Natural-language object grounding data:
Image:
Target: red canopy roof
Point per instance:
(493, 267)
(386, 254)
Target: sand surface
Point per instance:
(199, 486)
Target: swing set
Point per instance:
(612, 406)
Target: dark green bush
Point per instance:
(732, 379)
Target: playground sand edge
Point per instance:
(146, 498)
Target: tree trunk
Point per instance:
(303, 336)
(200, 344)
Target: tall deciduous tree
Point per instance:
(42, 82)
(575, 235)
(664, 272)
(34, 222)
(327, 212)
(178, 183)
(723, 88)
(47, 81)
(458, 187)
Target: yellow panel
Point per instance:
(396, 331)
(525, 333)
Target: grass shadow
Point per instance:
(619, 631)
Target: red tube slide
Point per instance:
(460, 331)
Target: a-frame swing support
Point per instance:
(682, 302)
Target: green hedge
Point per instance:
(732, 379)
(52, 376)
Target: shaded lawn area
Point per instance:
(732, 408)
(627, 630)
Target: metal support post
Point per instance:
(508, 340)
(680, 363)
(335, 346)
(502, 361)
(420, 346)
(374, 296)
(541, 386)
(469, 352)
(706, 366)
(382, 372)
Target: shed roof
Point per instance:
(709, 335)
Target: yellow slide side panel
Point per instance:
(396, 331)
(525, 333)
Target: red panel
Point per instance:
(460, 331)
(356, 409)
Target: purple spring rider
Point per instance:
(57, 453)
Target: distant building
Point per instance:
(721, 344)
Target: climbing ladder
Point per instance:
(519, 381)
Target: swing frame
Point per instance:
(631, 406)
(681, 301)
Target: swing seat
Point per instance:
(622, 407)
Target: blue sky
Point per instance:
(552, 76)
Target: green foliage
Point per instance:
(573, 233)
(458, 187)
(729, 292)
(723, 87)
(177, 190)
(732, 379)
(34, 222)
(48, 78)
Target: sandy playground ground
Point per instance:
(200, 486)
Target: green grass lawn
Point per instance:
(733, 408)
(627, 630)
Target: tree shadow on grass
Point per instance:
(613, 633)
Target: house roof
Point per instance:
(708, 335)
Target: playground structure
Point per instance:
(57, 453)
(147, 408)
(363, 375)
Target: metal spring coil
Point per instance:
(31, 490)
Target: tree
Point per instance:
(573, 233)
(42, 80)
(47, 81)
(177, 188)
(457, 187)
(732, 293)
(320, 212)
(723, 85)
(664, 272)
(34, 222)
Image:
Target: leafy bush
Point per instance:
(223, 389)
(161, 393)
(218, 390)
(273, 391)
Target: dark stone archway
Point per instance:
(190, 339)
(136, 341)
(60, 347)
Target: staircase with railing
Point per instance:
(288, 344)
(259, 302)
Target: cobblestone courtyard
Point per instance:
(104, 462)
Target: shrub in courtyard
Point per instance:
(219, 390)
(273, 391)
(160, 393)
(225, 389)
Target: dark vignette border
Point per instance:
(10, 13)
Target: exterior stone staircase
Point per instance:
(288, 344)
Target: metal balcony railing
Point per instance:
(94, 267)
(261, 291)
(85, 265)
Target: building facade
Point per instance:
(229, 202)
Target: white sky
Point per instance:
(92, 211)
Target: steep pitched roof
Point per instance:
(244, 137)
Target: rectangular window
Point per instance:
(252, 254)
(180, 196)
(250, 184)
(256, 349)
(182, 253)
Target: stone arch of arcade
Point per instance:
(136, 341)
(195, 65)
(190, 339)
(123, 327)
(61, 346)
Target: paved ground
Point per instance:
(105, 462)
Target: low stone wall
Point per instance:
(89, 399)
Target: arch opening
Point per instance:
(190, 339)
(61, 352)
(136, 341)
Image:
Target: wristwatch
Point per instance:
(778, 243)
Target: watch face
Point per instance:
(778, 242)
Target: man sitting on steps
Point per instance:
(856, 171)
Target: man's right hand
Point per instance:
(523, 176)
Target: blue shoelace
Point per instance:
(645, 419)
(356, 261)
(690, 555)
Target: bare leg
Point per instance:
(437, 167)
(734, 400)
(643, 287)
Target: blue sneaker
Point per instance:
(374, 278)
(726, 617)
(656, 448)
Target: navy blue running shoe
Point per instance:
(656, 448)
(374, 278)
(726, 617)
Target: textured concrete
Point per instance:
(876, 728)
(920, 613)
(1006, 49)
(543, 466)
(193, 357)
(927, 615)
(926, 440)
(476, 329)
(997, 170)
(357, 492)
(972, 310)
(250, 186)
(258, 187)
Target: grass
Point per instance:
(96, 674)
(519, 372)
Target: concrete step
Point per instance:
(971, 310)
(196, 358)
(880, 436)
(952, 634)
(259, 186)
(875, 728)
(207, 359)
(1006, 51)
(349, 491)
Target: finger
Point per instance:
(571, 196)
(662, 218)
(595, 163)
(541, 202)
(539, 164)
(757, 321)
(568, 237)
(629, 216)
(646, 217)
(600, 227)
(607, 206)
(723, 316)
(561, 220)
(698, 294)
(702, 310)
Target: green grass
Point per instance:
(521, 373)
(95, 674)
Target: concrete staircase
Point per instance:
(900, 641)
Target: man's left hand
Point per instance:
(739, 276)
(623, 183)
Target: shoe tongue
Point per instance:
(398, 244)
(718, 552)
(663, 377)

# Exercise description
Every word of the data above should be given again, exactly as it stands.

# Answer to the exercise
Image:
Target: red canopy roof
Point per instance:
(493, 267)
(386, 254)
Target: sand surface
Point per instance:
(199, 486)
Target: swing set
Point per instance:
(612, 406)
Target: dark green bush
Point per instance:
(732, 379)
Target: playground sand edge
Point per instance:
(146, 498)
Target: tree trunk
Point per instance:
(303, 336)
(200, 344)
Target: tall deciduous tree
Point per instance:
(42, 82)
(575, 235)
(664, 272)
(34, 222)
(327, 212)
(178, 183)
(723, 88)
(47, 81)
(458, 187)
Target: yellow panel
Point per instance:
(396, 331)
(525, 333)
Target: grass shadow
Point per instance:
(619, 631)
Target: red tube slide
Point per instance:
(460, 331)
Target: a-frame swing support
Point per instance:
(682, 302)
Target: green hedge
Point per instance:
(732, 379)
(52, 376)
Target: shaded lawn area
Point per instance:
(732, 408)
(627, 630)
Target: metal support post
Point per instance:
(508, 340)
(680, 363)
(335, 346)
(502, 361)
(420, 346)
(374, 296)
(541, 386)
(469, 352)
(706, 366)
(382, 372)
Target: shed roof
Point per instance:
(709, 335)
Target: yellow slide side panel
Point per instance:
(396, 331)
(525, 333)
Target: red panel
Point per instance:
(460, 331)
(356, 409)
Target: purple spring rider
Point per instance:
(57, 453)
Target: distant building
Point per instance:
(721, 344)
Target: climbing ladder
Point per instance:
(519, 381)
Target: swing frame
Point per instance:
(631, 406)
(681, 301)
Target: swing seat
Point per instance:
(622, 407)
Target: blue sky
Point per instance:
(552, 76)
Target: green foliage
Point per instance:
(573, 233)
(458, 187)
(729, 292)
(723, 87)
(177, 190)
(732, 379)
(34, 222)
(48, 78)
Target: sandy playground ground
Point per instance:
(200, 486)
Target: green grass lawn
Point per instance:
(733, 408)
(627, 630)
Target: tree shadow on grass
Point per instance:
(613, 633)
Target: house roof
Point per instance:
(708, 335)
Target: playground structure
Point per instance:
(57, 453)
(147, 408)
(363, 375)
Target: metal spring coil
Point per instance:
(31, 490)
Target: tree
Point per instance:
(573, 233)
(42, 80)
(47, 81)
(177, 188)
(457, 187)
(732, 293)
(320, 212)
(723, 85)
(664, 272)
(34, 222)
Image:
Target: leafy bush
Point per instance:
(223, 389)
(161, 393)
(218, 390)
(273, 391)
Target: dark stone archway
Point per instance:
(190, 339)
(136, 341)
(60, 347)
Target: staircase with railing
Point per instance:
(288, 344)
(259, 302)
Target: cobblestone courtyard
Point per instance:
(104, 462)
Target: shrub in courtyard
Point per instance:
(219, 390)
(273, 391)
(160, 393)
(225, 389)
Target: dark vignette border
Point per instance:
(10, 13)
Target: exterior stone staircase
Point per instance:
(288, 344)
Target: metal balcony railing
Point per instance:
(94, 267)
(261, 291)
(85, 265)
Target: building facade
Point per instance:
(229, 202)
Target: white sky
Point per instance:
(92, 211)
Target: steep pitched roof
Point per instance:
(244, 137)
Target: rectangular window
Point per instance:
(252, 254)
(180, 196)
(250, 184)
(256, 349)
(182, 253)
Target: stone arch of arcade
Point per instance:
(136, 341)
(195, 65)
(190, 339)
(123, 327)
(61, 346)
Target: paved ground
Point per instance:
(105, 462)
Target: low stone wall
Point per instance:
(89, 399)
Target: arch opening
Point per instance:
(190, 339)
(61, 352)
(136, 341)
Image:
Target: wristwatch
Point per instance:
(778, 243)
Target: watch face
Point per instance:
(778, 242)
Target: man sitting on steps
Point per instance:
(856, 171)
Target: man's right hand
Point per instance:
(523, 176)
Target: blue shoelace
Point per instance:
(645, 419)
(356, 261)
(690, 555)
Target: bare leg
Point per instance:
(437, 167)
(734, 400)
(643, 287)
Target: blue sneaker
Point per instance:
(374, 278)
(726, 617)
(656, 448)
Target: navy blue running shoe
Point per instance:
(656, 448)
(374, 278)
(726, 617)
Target: textured concrete
Point per instance:
(876, 728)
(920, 613)
(1006, 49)
(543, 466)
(193, 357)
(927, 615)
(926, 440)
(476, 329)
(997, 170)
(357, 492)
(972, 310)
(250, 186)
(258, 187)
Target: grass
Point per instance:
(96, 674)
(519, 372)
Target: concrete step
Point per instance:
(971, 310)
(196, 358)
(880, 436)
(952, 634)
(259, 186)
(875, 728)
(207, 359)
(1006, 51)
(349, 491)
Target: finger
Point per instance:
(571, 196)
(662, 218)
(595, 163)
(541, 202)
(539, 164)
(757, 321)
(568, 237)
(629, 216)
(646, 217)
(600, 227)
(607, 206)
(723, 316)
(561, 220)
(698, 294)
(702, 310)
Target: green grass
Point per instance:
(521, 373)
(95, 674)
Target: concrete staircase
Point per instance:
(900, 641)
Target: man's left hand
Point per instance:
(739, 276)
(623, 183)
Target: shoe tongue
Point per instance:
(398, 244)
(718, 552)
(663, 377)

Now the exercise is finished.